(Saved entries)
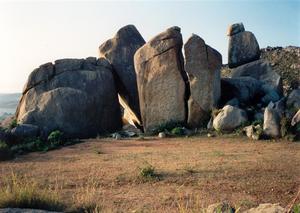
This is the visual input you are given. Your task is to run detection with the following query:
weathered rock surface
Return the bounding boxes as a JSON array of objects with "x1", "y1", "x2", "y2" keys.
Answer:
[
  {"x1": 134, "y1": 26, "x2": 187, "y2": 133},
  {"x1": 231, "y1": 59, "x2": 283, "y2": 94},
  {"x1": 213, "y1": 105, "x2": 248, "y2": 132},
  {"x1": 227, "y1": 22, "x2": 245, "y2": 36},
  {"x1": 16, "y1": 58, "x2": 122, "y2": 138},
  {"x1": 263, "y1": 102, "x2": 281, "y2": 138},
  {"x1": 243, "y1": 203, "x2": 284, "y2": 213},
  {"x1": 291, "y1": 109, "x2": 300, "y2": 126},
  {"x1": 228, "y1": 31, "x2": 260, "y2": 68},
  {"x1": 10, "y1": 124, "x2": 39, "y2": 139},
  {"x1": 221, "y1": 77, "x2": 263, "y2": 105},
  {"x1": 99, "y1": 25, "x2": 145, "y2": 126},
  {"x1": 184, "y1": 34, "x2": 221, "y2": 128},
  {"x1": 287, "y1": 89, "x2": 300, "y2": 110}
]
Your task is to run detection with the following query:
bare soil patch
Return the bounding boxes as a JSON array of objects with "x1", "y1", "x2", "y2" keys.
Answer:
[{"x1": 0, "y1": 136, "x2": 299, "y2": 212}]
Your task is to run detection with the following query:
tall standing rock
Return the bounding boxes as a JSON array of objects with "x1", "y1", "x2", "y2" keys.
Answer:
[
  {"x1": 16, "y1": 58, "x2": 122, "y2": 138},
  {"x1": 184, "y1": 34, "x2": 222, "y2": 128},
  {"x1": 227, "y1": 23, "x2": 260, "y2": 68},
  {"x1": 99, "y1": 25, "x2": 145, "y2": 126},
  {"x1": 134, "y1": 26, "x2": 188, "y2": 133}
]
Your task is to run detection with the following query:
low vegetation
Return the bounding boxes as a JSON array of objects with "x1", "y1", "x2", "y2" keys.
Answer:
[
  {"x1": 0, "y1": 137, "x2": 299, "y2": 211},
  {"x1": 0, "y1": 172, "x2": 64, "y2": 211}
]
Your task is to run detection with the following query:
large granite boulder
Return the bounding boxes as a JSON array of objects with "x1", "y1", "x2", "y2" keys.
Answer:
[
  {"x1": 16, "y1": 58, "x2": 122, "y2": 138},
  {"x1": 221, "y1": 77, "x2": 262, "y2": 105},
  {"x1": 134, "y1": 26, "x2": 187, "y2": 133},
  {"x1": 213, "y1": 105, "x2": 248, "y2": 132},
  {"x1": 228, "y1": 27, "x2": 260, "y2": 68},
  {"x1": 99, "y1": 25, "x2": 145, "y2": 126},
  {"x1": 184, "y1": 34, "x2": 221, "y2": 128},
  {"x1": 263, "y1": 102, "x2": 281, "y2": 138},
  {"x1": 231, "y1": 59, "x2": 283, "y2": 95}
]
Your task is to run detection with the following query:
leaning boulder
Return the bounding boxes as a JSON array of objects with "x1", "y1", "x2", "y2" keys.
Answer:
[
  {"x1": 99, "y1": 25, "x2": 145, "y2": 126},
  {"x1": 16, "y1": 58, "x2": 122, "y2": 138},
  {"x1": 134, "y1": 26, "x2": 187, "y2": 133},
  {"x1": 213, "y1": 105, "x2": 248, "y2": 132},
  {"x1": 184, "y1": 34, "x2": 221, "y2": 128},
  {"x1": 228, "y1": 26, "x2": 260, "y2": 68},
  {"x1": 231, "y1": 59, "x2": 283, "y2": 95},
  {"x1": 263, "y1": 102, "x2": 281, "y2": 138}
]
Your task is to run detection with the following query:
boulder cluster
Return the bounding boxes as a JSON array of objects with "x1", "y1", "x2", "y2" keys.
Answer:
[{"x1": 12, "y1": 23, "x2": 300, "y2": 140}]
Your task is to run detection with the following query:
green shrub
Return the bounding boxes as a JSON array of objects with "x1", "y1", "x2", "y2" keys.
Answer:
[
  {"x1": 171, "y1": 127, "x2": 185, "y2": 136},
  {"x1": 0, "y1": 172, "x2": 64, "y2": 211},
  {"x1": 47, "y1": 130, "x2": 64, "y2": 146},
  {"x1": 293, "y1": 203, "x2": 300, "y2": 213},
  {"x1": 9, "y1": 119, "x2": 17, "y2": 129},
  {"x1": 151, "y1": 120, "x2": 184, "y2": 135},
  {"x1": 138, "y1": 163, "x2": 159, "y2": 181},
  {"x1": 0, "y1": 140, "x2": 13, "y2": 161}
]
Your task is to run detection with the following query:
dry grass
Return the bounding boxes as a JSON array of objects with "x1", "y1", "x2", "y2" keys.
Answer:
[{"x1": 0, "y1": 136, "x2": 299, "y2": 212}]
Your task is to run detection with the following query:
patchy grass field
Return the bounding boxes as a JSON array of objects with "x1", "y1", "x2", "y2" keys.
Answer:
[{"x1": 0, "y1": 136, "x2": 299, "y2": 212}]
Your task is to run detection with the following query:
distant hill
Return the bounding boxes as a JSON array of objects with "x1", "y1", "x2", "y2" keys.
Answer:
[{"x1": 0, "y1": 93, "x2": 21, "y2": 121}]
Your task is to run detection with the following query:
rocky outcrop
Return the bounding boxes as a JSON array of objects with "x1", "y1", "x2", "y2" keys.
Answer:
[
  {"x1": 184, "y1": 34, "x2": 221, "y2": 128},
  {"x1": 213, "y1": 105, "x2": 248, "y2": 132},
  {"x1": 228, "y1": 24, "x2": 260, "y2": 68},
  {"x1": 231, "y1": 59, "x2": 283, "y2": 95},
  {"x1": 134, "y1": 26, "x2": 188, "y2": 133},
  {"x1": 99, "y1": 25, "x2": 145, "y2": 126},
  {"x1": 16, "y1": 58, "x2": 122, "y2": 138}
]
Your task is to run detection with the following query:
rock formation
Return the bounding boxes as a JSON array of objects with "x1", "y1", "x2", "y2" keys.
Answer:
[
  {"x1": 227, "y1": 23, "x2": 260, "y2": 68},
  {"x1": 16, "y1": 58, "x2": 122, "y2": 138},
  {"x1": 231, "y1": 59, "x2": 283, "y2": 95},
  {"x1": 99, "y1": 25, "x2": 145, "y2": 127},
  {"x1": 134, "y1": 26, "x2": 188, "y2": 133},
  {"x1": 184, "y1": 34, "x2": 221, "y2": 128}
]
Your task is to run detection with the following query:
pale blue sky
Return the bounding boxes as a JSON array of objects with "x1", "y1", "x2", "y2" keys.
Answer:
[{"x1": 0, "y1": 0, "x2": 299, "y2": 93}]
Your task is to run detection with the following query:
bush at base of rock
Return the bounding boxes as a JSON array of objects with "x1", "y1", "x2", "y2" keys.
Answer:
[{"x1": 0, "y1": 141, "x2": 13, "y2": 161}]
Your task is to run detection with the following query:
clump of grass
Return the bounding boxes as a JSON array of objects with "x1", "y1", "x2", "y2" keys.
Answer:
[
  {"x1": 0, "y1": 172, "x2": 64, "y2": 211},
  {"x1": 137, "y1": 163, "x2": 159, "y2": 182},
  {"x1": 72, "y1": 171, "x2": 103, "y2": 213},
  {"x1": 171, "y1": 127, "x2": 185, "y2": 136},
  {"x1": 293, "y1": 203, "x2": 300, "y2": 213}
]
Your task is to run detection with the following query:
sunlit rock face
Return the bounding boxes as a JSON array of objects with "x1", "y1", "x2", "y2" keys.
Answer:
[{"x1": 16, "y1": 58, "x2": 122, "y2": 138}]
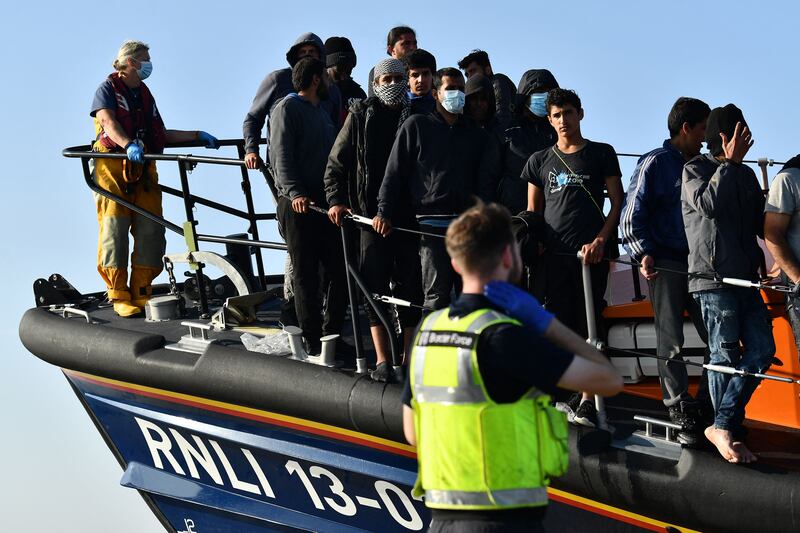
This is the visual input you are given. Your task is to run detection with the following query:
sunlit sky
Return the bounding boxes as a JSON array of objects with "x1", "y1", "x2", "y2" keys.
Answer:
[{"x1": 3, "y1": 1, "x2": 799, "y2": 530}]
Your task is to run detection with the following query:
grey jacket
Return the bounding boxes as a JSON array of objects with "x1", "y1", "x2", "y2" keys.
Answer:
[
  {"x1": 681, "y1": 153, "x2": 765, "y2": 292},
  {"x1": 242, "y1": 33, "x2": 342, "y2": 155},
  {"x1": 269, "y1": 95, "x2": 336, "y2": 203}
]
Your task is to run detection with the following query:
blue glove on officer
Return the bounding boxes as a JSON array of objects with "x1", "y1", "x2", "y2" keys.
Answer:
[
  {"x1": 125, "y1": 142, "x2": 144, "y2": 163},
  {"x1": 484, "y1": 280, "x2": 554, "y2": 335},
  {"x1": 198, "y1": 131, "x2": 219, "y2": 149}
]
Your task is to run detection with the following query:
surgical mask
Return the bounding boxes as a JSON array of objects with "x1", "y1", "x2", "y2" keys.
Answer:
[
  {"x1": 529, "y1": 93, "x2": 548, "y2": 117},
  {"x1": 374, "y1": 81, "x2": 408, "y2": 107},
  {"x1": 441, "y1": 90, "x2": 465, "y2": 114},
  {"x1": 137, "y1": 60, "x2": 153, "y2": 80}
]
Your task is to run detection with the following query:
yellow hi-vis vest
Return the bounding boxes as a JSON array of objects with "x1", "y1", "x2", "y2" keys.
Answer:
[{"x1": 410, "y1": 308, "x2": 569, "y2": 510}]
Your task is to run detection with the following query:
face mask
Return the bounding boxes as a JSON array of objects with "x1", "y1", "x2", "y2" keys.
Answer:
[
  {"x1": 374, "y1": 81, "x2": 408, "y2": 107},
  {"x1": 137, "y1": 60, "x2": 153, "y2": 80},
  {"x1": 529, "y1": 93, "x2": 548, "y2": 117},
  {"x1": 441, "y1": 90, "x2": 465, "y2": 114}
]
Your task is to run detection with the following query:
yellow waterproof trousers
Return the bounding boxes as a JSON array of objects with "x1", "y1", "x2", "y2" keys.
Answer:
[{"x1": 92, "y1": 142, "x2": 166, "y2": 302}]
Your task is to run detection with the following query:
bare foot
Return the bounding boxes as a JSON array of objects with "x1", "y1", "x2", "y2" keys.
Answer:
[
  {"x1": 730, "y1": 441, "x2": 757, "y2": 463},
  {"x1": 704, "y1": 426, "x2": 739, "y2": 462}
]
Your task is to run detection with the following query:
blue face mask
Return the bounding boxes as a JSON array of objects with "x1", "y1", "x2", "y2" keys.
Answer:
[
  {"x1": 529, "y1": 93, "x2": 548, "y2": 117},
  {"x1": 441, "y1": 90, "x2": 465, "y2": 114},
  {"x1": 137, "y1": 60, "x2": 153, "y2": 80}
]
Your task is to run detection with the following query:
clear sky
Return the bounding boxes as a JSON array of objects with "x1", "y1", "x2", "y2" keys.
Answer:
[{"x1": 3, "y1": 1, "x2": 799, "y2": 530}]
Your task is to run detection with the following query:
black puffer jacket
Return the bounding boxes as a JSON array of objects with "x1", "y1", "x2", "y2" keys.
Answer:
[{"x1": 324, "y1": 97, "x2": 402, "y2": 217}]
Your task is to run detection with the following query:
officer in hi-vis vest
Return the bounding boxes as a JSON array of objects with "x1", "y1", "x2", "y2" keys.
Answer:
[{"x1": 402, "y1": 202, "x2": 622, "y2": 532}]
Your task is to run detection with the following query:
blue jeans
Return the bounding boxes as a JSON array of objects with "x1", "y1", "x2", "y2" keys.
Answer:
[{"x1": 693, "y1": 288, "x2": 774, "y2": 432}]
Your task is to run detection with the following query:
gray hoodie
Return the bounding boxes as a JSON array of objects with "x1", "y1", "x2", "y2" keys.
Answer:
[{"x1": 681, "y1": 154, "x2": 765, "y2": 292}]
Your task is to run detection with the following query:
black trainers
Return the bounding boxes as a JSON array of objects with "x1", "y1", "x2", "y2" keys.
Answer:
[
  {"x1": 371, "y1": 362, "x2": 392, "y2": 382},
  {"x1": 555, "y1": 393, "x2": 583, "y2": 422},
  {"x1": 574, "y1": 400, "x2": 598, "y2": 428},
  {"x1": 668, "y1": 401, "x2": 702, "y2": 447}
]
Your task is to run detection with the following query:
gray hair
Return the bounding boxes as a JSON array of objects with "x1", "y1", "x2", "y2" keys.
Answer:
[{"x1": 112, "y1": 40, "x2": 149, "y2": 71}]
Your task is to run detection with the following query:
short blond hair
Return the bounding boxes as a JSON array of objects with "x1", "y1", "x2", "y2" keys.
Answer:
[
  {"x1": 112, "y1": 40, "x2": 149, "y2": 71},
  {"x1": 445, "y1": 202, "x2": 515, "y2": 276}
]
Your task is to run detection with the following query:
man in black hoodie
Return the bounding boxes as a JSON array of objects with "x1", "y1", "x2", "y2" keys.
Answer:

▶ [EXERCISE] Lines that hold the word "blue" are the ones to copy from the entries above.

▶ [ANSWER BELOW]
pale blue sky
blue glove on officer
blue face mask
blue jeans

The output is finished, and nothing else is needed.